> _PROVIDED TEXT_:
Irrational arguments
In recent online debates with the most intense of gun enthusiasts, I often encountered people parroting the NRA line there is no such thing as an assault weapon. This strange argument ignores the fact that such “non-existent” weapons were banned by law until the NRA urged the law not be renewed and they are livid with Obama for wanting again to ban such non-existent weapons. The irrationality is extraordinary.
After I pointed out that assault weapons were not necessary for hunting, self-defense, or target shooting, some eventually let the cat out of the bag, warning about government tyranny. Somehow they thought having an assault weapon would preserve them against drones, helicopters, and highly trained military units. They would be powerful. Or, as another finally put it, I would find out how important those weapons were when I and other members of the starving masses attacked his home for food during a time of collapse. It did not matter that this is not how people act in a collapse or disaster. What did matter was that finally, when the chips were really down, they would be revealed as men (usually men) of foresight, ability, and power. Take away the guns and you take away the fantasy and they have to confront today’s powerless without the existence of ameliorating fantasies.
These needless weapons gave them power over fear, although only from within the context of an even greater fear.
Fear arises from feeling powerless against a threat, and so leads to seeking power against that threat, real or imagined.
“White skin privilege”
Liberal critics might point out that white Americans, and most of the most intransigent defenders of assault weapons and big magazines are white, have the least to fear because of their “white skin privilege.” They are partly right and mostly wrong.
When your job is insecure, your income vulnerable, and others depend on you for support, while being able to provide that support is a central part of your feeling competent as a man, talk about skin color does not matter much. And this predicament is the concrete situation many face of all skin colors. Of course non-whites have suffered from this problem at least as long as whites, but there is another dimension to consider.
Southern slave culture was an extreme version of an attitude that ruling elites there have continued to promulgate: You might be low on the totem pole, but at least you are not Black. Other elites divide in different ways. You are not Mexican. Or Indian. Or Asian. And in the past Italian, Jewish, Irish, and Eastern European could have been placed here. Life is a hierarchy, and not always fair, but you, at least, are not at the bottom. Considerable comfort could be taken from the fact that your place in a hierarchy was secure, and not at the bottom. A White man can never be a Black man.

> _MATERIAL SUPPLIED_:

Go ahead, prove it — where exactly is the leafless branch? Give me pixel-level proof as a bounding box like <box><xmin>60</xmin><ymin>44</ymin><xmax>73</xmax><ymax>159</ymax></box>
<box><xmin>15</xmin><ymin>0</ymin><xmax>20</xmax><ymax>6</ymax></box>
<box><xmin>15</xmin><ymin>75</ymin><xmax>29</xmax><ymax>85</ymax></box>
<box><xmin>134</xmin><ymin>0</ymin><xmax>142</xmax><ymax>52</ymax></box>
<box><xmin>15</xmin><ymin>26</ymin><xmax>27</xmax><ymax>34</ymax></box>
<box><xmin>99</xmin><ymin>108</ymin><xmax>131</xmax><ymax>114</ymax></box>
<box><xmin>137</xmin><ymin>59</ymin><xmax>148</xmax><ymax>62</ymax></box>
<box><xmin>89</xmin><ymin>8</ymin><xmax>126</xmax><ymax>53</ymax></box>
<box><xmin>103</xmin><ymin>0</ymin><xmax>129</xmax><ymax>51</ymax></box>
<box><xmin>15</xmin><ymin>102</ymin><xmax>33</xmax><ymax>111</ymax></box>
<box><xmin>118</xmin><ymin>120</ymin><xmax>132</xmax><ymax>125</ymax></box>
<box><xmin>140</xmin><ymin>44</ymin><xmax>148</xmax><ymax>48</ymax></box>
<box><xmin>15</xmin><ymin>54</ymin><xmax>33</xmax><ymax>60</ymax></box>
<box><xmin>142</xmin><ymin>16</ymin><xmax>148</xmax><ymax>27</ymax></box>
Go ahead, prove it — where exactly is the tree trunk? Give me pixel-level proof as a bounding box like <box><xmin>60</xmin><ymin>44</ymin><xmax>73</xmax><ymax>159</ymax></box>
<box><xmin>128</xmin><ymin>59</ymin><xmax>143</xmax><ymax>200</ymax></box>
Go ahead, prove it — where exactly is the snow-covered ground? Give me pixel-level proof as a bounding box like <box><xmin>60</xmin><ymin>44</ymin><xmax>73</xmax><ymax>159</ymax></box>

> _INSTRUCTIONS_:
1. In the essay on assault weapons, what did some people eventually warn about after being told such weapons were not needed for hunting, self-defense, or target shooting?
2. Reproduce the rows from the line containing "Go ahead, prove it — where exactly is the tree" through the end of the rows, including both ends.
The essay on assault weapons and the rows are unrelated material.

> _RESPONSES TO THE TASKS_:
1. Government tyranny.

2.
Go ahead, prove it — where exactly is the tree trunk? Give me pixel-level proof as a bounding box like <box><xmin>60</xmin><ymin>44</ymin><xmax>73</xmax><ymax>159</ymax></box>
<box><xmin>128</xmin><ymin>59</ymin><xmax>143</xmax><ymax>200</ymax></box>
Go ahead, prove it — where exactly is the snow-covered ground? Give me pixel-level proof as a bounding box like <box><xmin>60</xmin><ymin>44</ymin><xmax>73</xmax><ymax>159</ymax></box>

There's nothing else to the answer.